Study material:
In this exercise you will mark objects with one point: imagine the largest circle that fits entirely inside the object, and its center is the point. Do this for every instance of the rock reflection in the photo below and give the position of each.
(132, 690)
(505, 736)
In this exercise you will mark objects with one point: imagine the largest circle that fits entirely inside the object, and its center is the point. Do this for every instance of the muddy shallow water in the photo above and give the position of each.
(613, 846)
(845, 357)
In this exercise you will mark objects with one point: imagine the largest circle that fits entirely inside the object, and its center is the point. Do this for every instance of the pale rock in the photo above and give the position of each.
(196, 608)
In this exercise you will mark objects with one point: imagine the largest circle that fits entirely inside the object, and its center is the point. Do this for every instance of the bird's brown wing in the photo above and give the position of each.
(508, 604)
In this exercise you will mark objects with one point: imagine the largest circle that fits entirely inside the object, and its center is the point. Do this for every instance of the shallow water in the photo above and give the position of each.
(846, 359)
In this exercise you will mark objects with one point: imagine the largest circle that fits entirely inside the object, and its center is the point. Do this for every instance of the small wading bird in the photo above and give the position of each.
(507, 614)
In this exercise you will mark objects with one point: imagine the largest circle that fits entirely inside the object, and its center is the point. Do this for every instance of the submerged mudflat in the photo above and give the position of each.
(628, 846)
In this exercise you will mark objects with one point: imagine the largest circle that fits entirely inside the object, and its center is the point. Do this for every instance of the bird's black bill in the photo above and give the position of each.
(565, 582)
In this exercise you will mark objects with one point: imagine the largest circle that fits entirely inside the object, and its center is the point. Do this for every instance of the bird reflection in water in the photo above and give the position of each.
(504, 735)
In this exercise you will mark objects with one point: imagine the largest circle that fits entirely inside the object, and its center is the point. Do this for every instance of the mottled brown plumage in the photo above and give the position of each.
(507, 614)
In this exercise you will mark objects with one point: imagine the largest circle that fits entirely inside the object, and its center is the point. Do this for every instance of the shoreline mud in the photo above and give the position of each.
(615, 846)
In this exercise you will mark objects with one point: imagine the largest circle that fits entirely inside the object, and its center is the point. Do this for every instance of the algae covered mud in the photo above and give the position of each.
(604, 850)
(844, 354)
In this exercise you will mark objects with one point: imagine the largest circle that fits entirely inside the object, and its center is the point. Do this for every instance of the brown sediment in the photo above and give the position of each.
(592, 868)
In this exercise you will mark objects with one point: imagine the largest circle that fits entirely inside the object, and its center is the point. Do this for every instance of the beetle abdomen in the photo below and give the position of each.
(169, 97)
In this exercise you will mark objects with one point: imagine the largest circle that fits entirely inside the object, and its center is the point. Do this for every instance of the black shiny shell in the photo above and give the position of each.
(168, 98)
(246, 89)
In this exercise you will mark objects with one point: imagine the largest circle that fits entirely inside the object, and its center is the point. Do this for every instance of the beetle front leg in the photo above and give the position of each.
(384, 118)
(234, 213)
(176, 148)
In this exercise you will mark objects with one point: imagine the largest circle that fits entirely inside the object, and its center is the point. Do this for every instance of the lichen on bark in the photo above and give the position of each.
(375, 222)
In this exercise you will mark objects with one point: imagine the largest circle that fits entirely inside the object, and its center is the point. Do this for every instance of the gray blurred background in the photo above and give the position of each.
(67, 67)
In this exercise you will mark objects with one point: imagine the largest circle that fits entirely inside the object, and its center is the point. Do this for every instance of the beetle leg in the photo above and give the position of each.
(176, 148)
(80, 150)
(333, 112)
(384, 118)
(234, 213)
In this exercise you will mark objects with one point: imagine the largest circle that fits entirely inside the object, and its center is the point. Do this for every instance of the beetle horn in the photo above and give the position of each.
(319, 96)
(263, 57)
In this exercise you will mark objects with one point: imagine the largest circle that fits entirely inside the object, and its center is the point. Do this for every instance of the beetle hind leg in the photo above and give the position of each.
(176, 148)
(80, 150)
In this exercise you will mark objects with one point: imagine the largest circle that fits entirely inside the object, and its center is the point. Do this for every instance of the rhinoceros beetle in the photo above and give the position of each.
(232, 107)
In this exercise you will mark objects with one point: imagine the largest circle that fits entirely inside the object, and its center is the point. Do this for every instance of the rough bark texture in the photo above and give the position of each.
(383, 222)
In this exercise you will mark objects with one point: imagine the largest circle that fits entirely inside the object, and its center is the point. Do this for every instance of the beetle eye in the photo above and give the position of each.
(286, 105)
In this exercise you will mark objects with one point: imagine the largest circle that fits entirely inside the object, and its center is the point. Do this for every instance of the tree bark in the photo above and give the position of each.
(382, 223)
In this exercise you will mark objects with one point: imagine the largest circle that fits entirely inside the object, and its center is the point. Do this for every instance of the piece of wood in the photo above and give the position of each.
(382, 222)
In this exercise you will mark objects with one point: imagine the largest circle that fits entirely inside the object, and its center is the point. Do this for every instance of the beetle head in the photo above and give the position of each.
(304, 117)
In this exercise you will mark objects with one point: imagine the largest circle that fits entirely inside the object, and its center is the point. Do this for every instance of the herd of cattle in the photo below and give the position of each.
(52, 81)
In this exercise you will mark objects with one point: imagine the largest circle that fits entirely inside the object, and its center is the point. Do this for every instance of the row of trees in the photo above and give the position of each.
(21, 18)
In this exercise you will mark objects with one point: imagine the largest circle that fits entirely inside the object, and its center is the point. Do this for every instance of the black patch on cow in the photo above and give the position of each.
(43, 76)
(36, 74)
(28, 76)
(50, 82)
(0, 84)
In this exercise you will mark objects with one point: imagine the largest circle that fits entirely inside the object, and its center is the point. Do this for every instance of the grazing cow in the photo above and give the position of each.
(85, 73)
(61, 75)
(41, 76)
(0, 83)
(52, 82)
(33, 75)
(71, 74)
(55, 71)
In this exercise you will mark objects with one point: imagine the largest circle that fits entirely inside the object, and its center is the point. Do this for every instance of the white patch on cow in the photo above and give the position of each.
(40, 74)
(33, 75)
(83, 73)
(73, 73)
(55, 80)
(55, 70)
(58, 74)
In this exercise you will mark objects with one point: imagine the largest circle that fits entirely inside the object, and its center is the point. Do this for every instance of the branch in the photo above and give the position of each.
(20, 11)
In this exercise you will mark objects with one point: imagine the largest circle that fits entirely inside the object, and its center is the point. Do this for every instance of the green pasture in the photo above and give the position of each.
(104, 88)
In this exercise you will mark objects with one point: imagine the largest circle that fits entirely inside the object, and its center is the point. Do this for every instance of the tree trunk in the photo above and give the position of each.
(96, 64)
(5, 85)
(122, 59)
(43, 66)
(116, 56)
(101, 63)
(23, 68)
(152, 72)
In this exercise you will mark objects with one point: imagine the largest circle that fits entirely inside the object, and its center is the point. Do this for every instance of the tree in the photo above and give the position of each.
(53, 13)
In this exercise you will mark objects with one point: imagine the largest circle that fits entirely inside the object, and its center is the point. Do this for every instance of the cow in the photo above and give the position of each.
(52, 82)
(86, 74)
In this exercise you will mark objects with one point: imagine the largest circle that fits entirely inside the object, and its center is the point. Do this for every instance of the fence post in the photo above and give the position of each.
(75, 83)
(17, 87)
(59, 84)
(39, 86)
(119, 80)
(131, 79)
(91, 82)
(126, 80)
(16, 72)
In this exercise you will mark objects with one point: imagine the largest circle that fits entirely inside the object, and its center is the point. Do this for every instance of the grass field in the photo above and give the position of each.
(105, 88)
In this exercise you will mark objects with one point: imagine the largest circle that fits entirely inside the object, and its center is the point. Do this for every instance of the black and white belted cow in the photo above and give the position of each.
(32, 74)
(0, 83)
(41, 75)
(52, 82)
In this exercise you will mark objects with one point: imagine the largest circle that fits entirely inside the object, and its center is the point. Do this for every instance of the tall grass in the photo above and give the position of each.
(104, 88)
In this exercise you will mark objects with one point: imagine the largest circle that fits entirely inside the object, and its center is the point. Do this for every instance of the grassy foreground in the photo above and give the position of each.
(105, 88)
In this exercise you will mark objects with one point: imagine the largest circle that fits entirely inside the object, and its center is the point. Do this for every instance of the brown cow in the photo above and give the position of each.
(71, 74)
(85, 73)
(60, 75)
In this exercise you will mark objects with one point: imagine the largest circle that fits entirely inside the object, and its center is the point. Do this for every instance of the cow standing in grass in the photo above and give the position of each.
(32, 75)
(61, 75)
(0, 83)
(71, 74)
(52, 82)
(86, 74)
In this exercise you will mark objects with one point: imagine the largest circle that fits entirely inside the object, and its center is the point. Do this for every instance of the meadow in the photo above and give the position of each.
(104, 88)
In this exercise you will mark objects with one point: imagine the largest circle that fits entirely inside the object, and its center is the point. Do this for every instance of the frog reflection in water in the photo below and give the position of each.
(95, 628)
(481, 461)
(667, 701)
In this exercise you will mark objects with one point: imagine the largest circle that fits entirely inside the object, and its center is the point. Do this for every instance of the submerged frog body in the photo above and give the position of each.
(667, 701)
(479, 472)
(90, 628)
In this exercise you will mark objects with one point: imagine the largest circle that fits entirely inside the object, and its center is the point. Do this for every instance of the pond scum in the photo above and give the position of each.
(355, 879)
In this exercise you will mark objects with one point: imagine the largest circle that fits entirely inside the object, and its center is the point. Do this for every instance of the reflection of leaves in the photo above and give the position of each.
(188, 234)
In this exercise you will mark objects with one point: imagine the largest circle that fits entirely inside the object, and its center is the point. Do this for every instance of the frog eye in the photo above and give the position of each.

Problem description:
Please copy exactly the lines from the one that contains "the frog reflection" up to and including the final line of the listing above.

The completed task:
In this exercise you will mark objects with one point: imagine the largest circle that fits entirely inside the object, and its center is the point. Do this for every instance of the frog reflection in water in the photo below and give the position of each.
(95, 628)
(481, 461)
(667, 701)
In this exercise you will mark objects with one point: imagine the largest circle that fits entirely inside the object, and its center is the point. Do this for every instance of the submerged frog body in the photo above and give the position of each.
(667, 701)
(479, 472)
(90, 628)
In this exercise you will mark objects with one point: imagine the largest circle that fits entirely inside the object, and its center is the point. Do this for every instance of the pond scum in the photo above and give the position of each.
(355, 879)
In this exercise you will mark objects with one point: imagine the largest circle that fits entirely inside the object, and its center is the point. Do this for every instance of the reflection of leaves in the photo above and give the position of each.
(188, 234)
In this exercise you will mark objects with one point: imagine the largest circle that fits entirely inside the object, and its center is the point. Do this for every instance of the frog eye in the photo above and give the position of each.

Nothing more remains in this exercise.